* start Text passage *

I would be tempted to do a Red Alert 2 style attack but first I would build a strong economy(at which point the US would probably start going crazy and start accusing me of several bad practices and try to contain my country like they are trying with China) I would then acquire allies and tell every other country to air their grievances against the US to my country and give them replacements for Intel, Google , Microsoft and others(which my country would have been preparing and testing locally beforehand) and reduce reliance on American technology, American politicians would continue blaming me for all their problems and I would spread fake news of my country building various WMDs giving the US an excuse to attack, but before this time my spies would be busy gathering intel on the US offensive capabilities and my scientists would prepare defenses against those very weapons so when they do attack they would be in for a surprise. A successful defense would boost the confidence of my allies and we would plan retaliation and this time we would combine our forces and do the Red Alert 2 thing.
But after teaching the American politicians a lesson on how to treat every country with respect and what it feels like to be on the other side of a invasion and neutralizing the threat the US army could pose to any other country and exposing all American wrong doings in the Cold War and the modern day wars to the US public and the rest of the world, I would have my army leave and urge my allies to leave.

* end Text passage *
* start Supplied material *

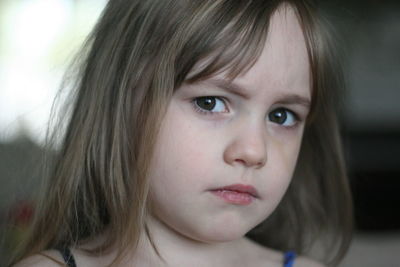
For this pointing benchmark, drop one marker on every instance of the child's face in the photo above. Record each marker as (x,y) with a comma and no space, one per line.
(248,133)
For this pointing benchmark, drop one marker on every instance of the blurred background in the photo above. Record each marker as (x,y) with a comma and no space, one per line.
(39,37)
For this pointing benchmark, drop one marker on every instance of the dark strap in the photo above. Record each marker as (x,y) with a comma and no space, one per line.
(67,256)
(288,261)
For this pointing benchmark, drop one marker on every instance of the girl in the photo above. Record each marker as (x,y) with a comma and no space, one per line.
(192,120)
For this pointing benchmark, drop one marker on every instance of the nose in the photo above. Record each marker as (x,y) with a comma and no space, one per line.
(248,148)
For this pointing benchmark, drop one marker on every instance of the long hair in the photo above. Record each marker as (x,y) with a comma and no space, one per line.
(138,54)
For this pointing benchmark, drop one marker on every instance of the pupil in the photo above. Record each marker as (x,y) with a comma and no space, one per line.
(279,116)
(207,103)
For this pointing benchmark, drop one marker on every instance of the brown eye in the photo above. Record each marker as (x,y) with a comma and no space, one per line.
(283,117)
(206,103)
(211,104)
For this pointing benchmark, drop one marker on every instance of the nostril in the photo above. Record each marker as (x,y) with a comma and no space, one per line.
(241,161)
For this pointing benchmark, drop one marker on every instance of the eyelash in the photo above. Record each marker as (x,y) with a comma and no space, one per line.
(202,111)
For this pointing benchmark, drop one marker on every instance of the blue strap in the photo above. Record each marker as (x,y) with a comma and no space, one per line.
(290,256)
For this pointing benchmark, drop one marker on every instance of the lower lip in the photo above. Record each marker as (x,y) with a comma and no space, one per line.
(234,197)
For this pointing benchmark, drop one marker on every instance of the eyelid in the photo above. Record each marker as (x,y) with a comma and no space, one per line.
(208,112)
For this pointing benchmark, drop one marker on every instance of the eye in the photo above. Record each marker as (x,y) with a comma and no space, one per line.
(210,104)
(283,117)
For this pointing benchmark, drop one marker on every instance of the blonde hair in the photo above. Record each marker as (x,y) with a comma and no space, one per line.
(136,56)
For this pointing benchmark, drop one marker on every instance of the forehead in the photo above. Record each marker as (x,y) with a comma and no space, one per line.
(284,63)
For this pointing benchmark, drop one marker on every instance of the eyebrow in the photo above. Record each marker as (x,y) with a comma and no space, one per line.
(285,98)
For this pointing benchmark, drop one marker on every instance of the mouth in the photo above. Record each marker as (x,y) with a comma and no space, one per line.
(237,194)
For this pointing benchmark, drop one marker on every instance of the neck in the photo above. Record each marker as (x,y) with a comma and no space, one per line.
(174,249)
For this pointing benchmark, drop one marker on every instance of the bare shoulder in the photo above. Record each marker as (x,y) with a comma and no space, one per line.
(50,258)
(302,261)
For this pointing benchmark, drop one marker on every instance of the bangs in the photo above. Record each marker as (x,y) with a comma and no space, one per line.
(227,36)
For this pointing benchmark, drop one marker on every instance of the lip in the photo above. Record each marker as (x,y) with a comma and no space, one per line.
(237,194)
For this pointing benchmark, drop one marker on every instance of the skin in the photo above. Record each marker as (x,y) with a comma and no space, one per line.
(236,142)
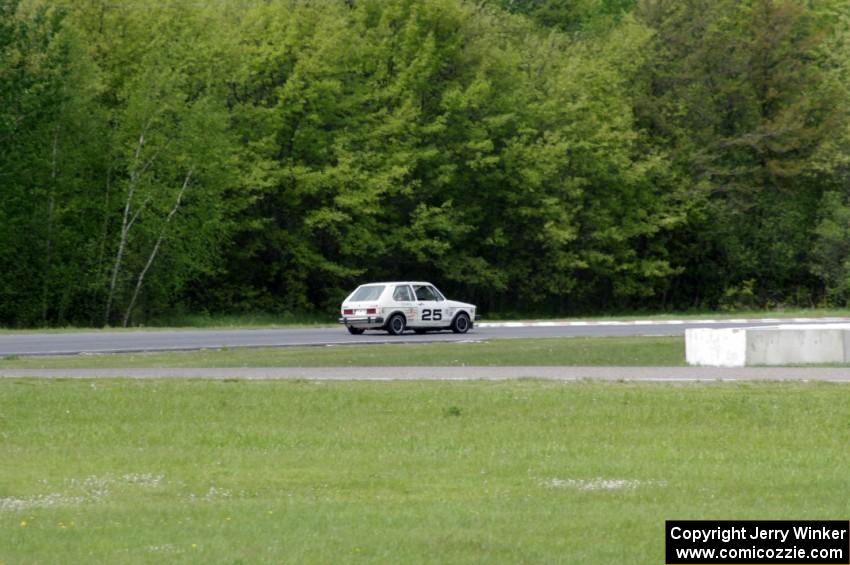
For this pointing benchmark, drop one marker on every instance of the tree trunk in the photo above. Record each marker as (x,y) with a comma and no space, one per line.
(126,223)
(51,204)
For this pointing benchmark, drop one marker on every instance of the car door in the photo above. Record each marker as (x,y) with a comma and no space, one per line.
(431,306)
(405,300)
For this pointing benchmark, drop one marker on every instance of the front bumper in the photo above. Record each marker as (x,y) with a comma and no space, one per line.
(360,321)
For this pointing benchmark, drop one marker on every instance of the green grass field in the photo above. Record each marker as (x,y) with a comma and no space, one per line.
(616,351)
(114,471)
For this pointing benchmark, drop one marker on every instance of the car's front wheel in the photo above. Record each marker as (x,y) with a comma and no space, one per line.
(396,324)
(461,324)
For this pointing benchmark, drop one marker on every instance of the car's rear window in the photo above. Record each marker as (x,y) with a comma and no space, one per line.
(370,292)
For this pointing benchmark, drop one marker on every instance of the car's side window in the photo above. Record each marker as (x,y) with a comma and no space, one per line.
(402,294)
(425,293)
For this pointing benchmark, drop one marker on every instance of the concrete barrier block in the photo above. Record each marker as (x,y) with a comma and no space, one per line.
(716,347)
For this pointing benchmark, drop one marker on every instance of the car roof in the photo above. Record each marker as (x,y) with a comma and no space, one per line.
(396,283)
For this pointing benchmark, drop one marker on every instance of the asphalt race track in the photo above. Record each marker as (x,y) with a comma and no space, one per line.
(70,343)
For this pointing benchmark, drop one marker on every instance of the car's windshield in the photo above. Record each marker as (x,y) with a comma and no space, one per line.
(370,292)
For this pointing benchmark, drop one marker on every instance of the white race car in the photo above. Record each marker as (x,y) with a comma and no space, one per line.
(396,306)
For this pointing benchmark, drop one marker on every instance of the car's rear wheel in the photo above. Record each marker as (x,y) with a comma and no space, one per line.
(396,324)
(461,324)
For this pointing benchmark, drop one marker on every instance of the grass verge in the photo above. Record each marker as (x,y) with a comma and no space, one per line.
(300,320)
(404,472)
(614,351)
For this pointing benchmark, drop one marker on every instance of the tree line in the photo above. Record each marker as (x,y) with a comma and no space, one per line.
(561,156)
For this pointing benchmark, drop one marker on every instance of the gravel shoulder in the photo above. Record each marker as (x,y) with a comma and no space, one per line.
(650,374)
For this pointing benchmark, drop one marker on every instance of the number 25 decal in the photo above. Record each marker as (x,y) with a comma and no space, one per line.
(427,315)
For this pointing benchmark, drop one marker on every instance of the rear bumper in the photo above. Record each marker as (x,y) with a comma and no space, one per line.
(362,321)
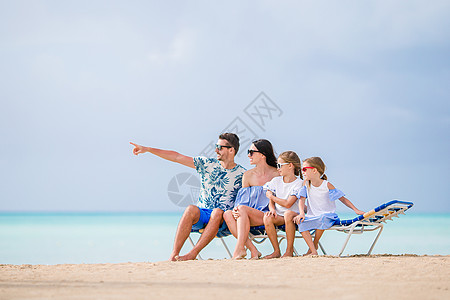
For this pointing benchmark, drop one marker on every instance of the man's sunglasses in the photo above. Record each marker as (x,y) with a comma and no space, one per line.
(306,168)
(280,165)
(219,147)
(250,152)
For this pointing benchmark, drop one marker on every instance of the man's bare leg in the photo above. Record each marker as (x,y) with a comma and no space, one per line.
(190,216)
(207,236)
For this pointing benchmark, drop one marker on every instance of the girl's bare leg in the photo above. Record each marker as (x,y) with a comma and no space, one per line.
(269,224)
(308,239)
(247,217)
(290,232)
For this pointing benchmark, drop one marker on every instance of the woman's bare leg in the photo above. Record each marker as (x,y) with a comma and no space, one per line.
(290,232)
(269,224)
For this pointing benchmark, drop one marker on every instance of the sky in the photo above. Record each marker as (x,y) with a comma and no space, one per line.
(362,84)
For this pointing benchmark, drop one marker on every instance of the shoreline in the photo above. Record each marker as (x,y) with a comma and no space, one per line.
(406,276)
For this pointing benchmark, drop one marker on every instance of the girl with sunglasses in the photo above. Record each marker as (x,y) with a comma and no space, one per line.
(251,201)
(321,196)
(283,205)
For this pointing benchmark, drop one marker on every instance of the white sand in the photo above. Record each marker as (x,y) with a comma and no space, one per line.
(362,277)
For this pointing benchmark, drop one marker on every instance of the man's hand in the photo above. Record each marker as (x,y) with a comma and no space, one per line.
(138,149)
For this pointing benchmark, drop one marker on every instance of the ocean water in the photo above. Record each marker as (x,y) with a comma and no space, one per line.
(72,238)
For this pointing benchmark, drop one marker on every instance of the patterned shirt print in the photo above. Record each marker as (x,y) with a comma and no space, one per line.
(219,186)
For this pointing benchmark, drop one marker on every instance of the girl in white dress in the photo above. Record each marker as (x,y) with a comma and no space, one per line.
(283,205)
(321,207)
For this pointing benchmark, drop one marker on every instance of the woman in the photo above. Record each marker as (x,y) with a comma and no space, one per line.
(251,201)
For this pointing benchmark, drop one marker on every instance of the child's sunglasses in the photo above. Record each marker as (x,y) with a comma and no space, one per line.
(219,147)
(250,152)
(306,168)
(280,165)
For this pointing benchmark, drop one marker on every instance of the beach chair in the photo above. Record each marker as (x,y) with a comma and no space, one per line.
(371,221)
(258,235)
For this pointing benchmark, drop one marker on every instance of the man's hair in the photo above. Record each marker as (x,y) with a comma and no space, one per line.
(232,139)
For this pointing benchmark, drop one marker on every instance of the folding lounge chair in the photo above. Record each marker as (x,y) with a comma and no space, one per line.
(371,221)
(258,235)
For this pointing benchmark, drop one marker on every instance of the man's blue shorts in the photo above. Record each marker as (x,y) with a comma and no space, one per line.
(205,215)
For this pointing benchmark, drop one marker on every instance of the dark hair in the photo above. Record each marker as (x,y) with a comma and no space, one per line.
(292,158)
(232,139)
(265,148)
(317,163)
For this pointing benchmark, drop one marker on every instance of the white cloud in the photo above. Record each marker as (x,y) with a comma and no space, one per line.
(180,49)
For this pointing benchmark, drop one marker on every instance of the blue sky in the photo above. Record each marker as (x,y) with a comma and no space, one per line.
(363,84)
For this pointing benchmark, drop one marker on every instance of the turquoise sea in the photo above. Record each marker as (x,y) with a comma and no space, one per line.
(72,238)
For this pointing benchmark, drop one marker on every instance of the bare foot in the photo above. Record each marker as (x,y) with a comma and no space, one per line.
(189,256)
(273,255)
(173,257)
(240,254)
(256,255)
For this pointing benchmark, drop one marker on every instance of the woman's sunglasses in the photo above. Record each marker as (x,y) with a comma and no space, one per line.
(219,147)
(280,165)
(306,168)
(250,152)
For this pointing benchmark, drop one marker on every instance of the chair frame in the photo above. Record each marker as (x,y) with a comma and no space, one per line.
(371,221)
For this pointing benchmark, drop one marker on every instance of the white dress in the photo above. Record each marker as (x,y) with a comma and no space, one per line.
(321,213)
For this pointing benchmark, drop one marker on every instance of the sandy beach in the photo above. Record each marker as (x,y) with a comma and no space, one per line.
(369,277)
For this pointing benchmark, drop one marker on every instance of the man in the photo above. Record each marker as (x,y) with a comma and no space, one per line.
(221,179)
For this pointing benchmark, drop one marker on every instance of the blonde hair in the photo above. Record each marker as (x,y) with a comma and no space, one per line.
(317,163)
(292,158)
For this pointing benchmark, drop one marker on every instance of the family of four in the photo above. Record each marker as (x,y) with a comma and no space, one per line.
(272,193)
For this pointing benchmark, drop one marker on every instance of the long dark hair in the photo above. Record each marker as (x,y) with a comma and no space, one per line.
(265,148)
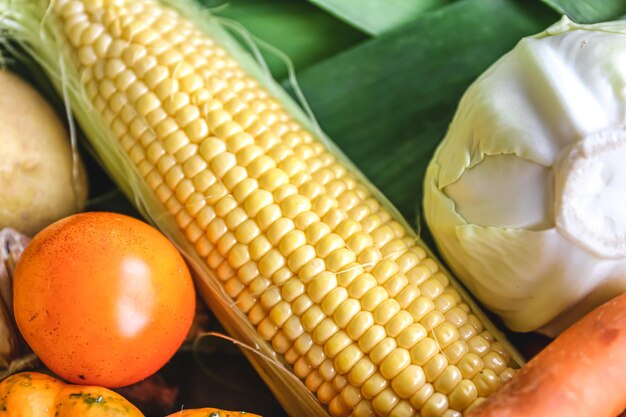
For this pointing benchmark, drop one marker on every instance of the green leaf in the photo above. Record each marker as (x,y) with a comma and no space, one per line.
(302,31)
(375,16)
(589,11)
(387,103)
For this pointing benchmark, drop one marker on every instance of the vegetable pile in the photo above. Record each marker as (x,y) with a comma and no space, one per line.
(338,303)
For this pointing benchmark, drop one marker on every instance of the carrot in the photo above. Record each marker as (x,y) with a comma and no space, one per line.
(582,373)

* end Supplied material *

- Work instructions
a - Rewrite part of the post about a war against the US with "lesson" replaced by "hard lesson". Begin at the words that have "But after teaching" and stop after "allies to leave.".
b - Write the next part of the post about a war against the US, picking up after its final sentence.
The material above is separate from the post about a war against the US.

- The results
a -
But after teaching the American politicians a hard lesson on how to treat every country with respect and what it feels like to be on the other side of a invasion and neutralizing the threat the US army could pose to any other country and exposing all American wrong doings in the Cold War and the modern day wars to the US public and the rest of the world, I would have my army leave and urge my allies to leave.

b -
Most of this is said in jest but my anger against the Salala incident and what Raymod Davis did is real. Due to the American war, the terrorists have targeted my country and today on Eid day mobile phone service was blocked in major cities due to a terror threat(just imagine having that condition on New Years or Christmas), riding on motorcycles with a passenger was banned for three days for the same reason, despite that being the main means of transport for the underprivileged population when buses aren't running. Security checkpoints have been made on various locations and random vehicle checking is done. We are living in warlike conditions despite not being in actual war and I blame both the terrorists and the Americans for that.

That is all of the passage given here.